(Dataset excerpt)

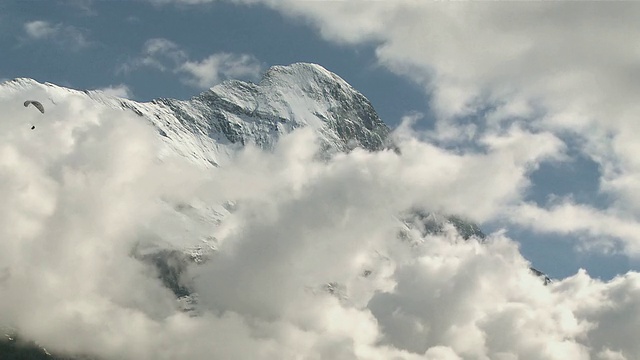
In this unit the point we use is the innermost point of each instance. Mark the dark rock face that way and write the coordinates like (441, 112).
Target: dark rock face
(287, 98)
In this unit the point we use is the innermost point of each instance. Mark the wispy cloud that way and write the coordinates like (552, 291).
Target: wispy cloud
(121, 90)
(60, 34)
(220, 66)
(165, 55)
(310, 263)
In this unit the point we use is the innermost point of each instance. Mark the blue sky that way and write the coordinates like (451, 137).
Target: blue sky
(520, 116)
(448, 73)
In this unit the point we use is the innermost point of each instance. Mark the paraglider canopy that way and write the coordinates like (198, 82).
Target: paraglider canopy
(35, 103)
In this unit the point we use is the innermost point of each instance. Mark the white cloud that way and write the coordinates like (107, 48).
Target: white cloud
(86, 187)
(567, 69)
(220, 66)
(166, 55)
(121, 90)
(63, 35)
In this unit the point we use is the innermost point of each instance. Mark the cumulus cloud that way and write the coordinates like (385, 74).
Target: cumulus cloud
(562, 68)
(63, 35)
(166, 55)
(311, 262)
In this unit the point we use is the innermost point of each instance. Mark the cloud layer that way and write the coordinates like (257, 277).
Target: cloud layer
(309, 264)
(568, 70)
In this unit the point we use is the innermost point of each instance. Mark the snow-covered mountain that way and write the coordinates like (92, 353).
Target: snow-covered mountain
(210, 128)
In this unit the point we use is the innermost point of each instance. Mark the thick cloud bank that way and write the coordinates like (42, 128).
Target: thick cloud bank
(312, 261)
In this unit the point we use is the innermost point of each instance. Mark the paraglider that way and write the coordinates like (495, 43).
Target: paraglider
(37, 105)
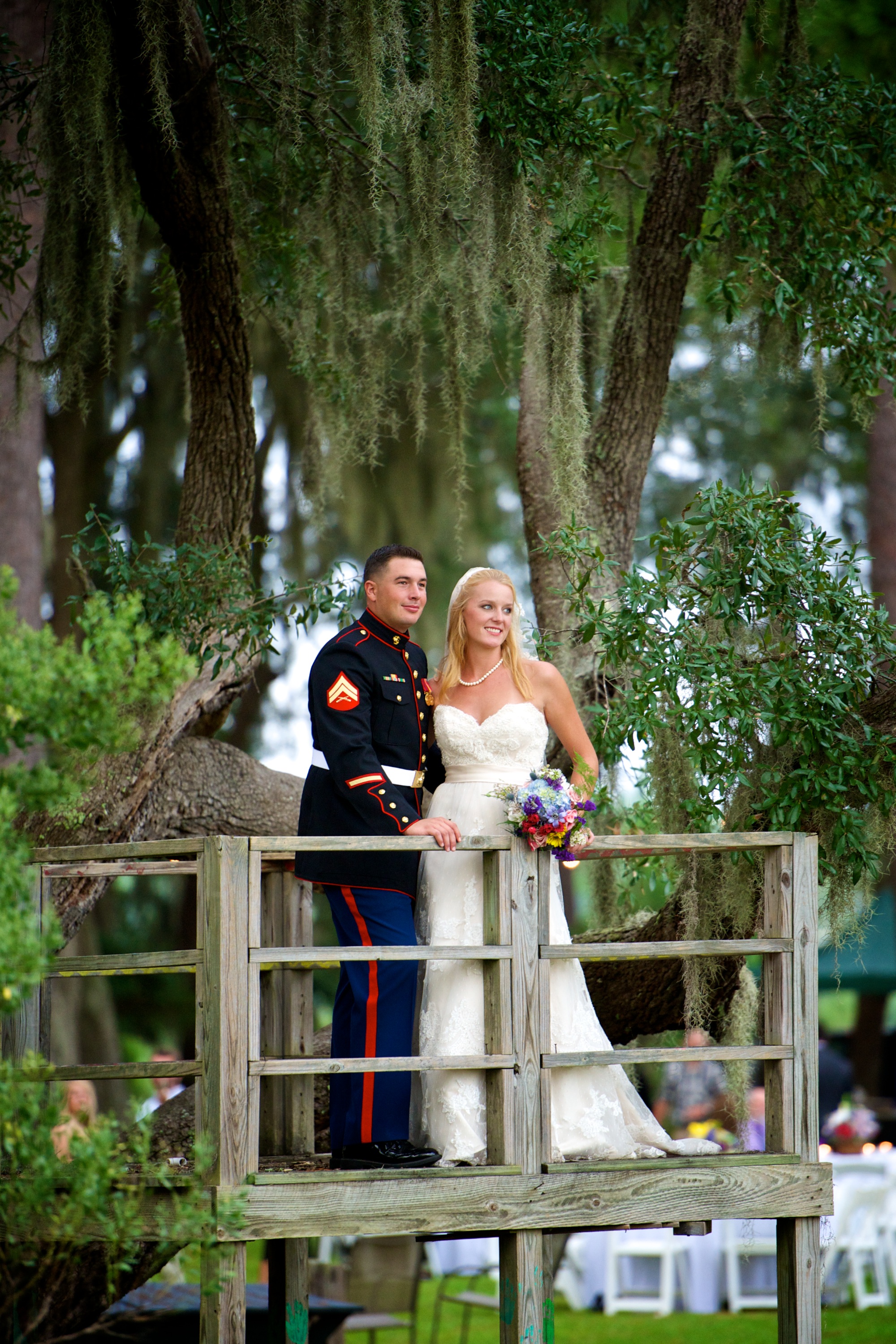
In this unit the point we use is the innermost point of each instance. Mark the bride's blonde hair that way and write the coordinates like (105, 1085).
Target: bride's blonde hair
(456, 640)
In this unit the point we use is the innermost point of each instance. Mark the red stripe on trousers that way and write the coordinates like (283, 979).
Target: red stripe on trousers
(370, 1034)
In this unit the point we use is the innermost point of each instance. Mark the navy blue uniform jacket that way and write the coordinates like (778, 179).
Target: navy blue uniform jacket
(369, 710)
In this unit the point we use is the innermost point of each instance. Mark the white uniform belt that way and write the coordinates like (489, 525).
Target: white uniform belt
(394, 773)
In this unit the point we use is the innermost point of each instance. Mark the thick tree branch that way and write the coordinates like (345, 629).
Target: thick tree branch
(185, 182)
(645, 330)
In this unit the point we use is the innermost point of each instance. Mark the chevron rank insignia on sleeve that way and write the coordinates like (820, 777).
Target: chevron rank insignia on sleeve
(343, 694)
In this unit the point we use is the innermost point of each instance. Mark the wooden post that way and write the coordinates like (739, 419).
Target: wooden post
(222, 1305)
(22, 1029)
(798, 1238)
(499, 1030)
(299, 1018)
(521, 1254)
(271, 1128)
(544, 1000)
(225, 1096)
(778, 1000)
(293, 1003)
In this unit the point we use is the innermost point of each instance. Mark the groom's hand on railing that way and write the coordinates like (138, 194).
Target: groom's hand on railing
(444, 831)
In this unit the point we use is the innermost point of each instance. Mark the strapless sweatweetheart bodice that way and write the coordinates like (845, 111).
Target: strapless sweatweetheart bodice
(503, 749)
(595, 1112)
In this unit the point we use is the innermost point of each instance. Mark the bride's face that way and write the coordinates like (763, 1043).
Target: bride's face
(488, 615)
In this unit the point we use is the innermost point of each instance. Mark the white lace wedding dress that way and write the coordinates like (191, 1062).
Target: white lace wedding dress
(595, 1113)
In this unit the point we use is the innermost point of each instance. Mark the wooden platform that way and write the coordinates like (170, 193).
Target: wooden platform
(254, 960)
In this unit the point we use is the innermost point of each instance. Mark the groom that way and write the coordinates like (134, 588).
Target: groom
(370, 721)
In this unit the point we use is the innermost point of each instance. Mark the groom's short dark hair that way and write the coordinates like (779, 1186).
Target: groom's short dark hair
(378, 560)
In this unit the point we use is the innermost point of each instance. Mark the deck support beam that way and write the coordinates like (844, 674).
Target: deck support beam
(287, 1104)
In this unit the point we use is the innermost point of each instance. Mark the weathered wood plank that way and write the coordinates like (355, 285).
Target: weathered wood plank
(129, 964)
(271, 1128)
(46, 994)
(728, 840)
(222, 1303)
(544, 1008)
(225, 1006)
(304, 957)
(507, 1203)
(665, 1163)
(109, 853)
(665, 1055)
(299, 1019)
(123, 869)
(414, 1174)
(273, 846)
(660, 951)
(526, 1000)
(521, 1289)
(21, 1031)
(800, 1281)
(798, 1238)
(160, 1069)
(496, 983)
(805, 984)
(382, 1065)
(254, 898)
(778, 999)
(296, 1265)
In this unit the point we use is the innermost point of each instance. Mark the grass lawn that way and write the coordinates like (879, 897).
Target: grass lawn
(840, 1326)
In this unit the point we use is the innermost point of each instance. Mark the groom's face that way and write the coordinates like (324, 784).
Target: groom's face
(398, 593)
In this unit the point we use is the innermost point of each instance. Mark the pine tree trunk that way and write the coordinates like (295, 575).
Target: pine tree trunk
(187, 190)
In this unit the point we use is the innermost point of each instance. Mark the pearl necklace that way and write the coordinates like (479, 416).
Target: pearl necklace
(480, 681)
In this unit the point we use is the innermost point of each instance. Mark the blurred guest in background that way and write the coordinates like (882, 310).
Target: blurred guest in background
(754, 1132)
(163, 1088)
(835, 1078)
(78, 1115)
(691, 1092)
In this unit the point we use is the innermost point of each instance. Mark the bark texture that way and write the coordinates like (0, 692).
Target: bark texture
(645, 998)
(644, 334)
(177, 787)
(882, 543)
(21, 397)
(186, 187)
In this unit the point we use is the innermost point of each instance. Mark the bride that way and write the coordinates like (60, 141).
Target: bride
(493, 710)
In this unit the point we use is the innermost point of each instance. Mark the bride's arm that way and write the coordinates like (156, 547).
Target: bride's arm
(558, 706)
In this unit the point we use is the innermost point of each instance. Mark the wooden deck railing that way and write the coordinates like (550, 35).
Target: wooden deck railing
(254, 963)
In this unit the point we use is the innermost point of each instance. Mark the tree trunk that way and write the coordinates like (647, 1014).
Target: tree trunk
(21, 397)
(645, 330)
(186, 187)
(882, 543)
(645, 998)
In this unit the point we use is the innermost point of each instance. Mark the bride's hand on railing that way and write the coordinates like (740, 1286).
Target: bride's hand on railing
(444, 831)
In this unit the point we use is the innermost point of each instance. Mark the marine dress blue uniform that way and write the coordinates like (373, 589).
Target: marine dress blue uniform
(370, 719)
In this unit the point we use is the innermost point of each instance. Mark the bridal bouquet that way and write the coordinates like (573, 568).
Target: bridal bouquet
(546, 812)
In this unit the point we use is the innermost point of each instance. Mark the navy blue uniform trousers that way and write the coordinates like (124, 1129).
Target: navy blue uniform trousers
(373, 1015)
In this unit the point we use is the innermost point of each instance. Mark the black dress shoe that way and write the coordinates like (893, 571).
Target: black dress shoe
(390, 1155)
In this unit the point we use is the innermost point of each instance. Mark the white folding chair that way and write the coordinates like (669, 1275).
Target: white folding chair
(751, 1264)
(641, 1272)
(888, 1226)
(855, 1257)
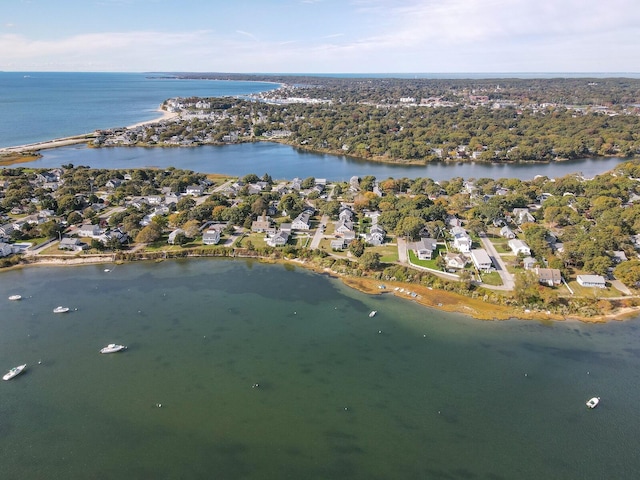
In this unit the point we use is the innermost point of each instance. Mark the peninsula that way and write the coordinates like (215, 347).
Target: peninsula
(491, 248)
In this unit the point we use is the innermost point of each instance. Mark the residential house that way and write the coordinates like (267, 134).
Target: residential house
(154, 199)
(349, 237)
(549, 276)
(302, 221)
(506, 232)
(88, 230)
(619, 256)
(376, 235)
(72, 244)
(6, 230)
(262, 224)
(346, 213)
(597, 281)
(344, 226)
(373, 216)
(519, 247)
(113, 183)
(522, 215)
(278, 239)
(461, 240)
(195, 190)
(5, 249)
(338, 244)
(456, 260)
(211, 237)
(529, 262)
(481, 259)
(424, 248)
(172, 236)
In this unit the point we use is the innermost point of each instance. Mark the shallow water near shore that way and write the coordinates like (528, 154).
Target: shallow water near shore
(409, 393)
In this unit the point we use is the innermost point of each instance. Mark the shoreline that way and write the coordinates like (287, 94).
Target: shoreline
(76, 139)
(440, 300)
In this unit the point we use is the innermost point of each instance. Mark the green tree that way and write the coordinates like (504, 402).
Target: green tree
(526, 287)
(149, 234)
(370, 260)
(356, 247)
(410, 227)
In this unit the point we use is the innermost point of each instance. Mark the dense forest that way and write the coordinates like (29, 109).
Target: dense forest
(421, 120)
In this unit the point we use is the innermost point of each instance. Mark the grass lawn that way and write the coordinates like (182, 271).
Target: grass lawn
(388, 253)
(427, 263)
(492, 278)
(593, 292)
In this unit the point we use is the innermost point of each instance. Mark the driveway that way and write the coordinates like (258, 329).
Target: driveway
(501, 268)
(319, 235)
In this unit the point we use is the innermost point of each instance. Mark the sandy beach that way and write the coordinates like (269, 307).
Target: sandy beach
(76, 139)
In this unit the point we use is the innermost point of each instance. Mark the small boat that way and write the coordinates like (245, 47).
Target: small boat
(14, 371)
(593, 402)
(113, 348)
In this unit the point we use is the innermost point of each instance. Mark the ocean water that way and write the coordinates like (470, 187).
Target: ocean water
(38, 106)
(285, 162)
(410, 393)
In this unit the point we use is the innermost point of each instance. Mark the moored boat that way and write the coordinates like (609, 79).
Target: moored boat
(113, 348)
(593, 402)
(14, 372)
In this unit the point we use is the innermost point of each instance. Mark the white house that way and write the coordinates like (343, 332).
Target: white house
(302, 221)
(173, 235)
(88, 230)
(462, 242)
(376, 235)
(549, 276)
(278, 239)
(518, 246)
(597, 281)
(506, 232)
(424, 248)
(456, 260)
(73, 244)
(344, 226)
(5, 249)
(195, 190)
(481, 259)
(522, 215)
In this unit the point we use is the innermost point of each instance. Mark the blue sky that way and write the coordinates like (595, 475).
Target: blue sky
(320, 36)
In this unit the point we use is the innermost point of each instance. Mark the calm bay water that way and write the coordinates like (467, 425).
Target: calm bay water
(38, 106)
(44, 105)
(284, 162)
(433, 396)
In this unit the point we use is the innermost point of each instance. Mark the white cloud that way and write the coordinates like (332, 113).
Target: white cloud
(387, 36)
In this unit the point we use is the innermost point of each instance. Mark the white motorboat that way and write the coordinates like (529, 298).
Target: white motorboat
(14, 372)
(113, 348)
(593, 402)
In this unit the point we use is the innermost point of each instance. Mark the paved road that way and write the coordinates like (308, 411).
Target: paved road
(501, 268)
(319, 235)
(402, 250)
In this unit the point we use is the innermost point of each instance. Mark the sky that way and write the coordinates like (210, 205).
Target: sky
(320, 36)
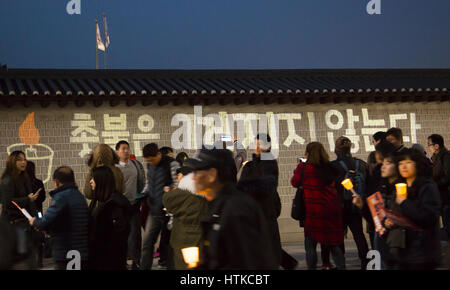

» To be done: Convert the lines from the one containing "like (345, 629)." through the one containing "(287, 1104)", inclusive, into a JSON list of strings with one string per line, leaving out any blank lines.

» The response:
[
  "In this unit the point we use is the innermost point of each instance. Mark the thick tree branch that way and write the coordinates like (345, 629).",
  "Target: thick tree branch",
  "(185, 182)",
  "(645, 330)",
  "In this unit the point we use is the innermost point of each instance. Mark the chevron rank insignia on sleeve that way and write the coordinates like (820, 777).",
  "Target: chevron rank insignia on sleeve",
  "(343, 694)",
  "In this unit the point we use is the innermost point of each instance. Mark the wooden post that way and write the coordinates like (739, 419).",
  "Target: wooden post",
  "(222, 1305)",
  "(22, 1029)",
  "(798, 1238)",
  "(499, 1030)",
  "(299, 1018)",
  "(521, 1254)",
  "(271, 1128)",
  "(544, 1000)",
  "(225, 1096)",
  "(778, 1000)",
  "(293, 1003)",
  "In this unit the point we use is the innermost point of each instance. Mark the groom's hand on railing that way and write the coordinates like (138, 194).",
  "Target: groom's hand on railing",
  "(444, 831)",
  "In this unit the point we use is the innermost point of each instance. Mark the strapless sweatweetheart bodice that way and write the coordinates like (845, 111).",
  "Target: strapless sweatweetheart bodice",
  "(503, 749)",
  "(595, 1112)",
  "In this unit the point we use is the innermost point of each instance. Mark the bride's face that way and write the coordinates like (763, 1043).",
  "Target: bride's face",
  "(488, 615)",
  "In this unit the point we use is the innermost point of each instance. Mark the white lace wedding dress that way and write the coordinates like (191, 1062).",
  "Target: white lace wedding dress",
  "(595, 1113)",
  "In this unit the point we use is the innermost point of each instance. Mark the wooden platform that way and write the coordinates like (170, 193).",
  "Target: wooden platform",
  "(254, 960)",
  "In this unit the point we use is the innermost point of each instance. Mark the groom that way and write the coordinates like (134, 588).",
  "Target: groom",
  "(370, 721)",
  "In this unit the point we use is the innermost point of each instance. Mark the groom's short dark hair that way and write the coordinates like (779, 1186).",
  "Target: groom's short dark hair",
  "(378, 560)",
  "In this unit the point we use is the innermost point of each instance. Mark the deck support beam that way and write the coordinates like (844, 674).",
  "Target: deck support beam",
  "(287, 1104)"
]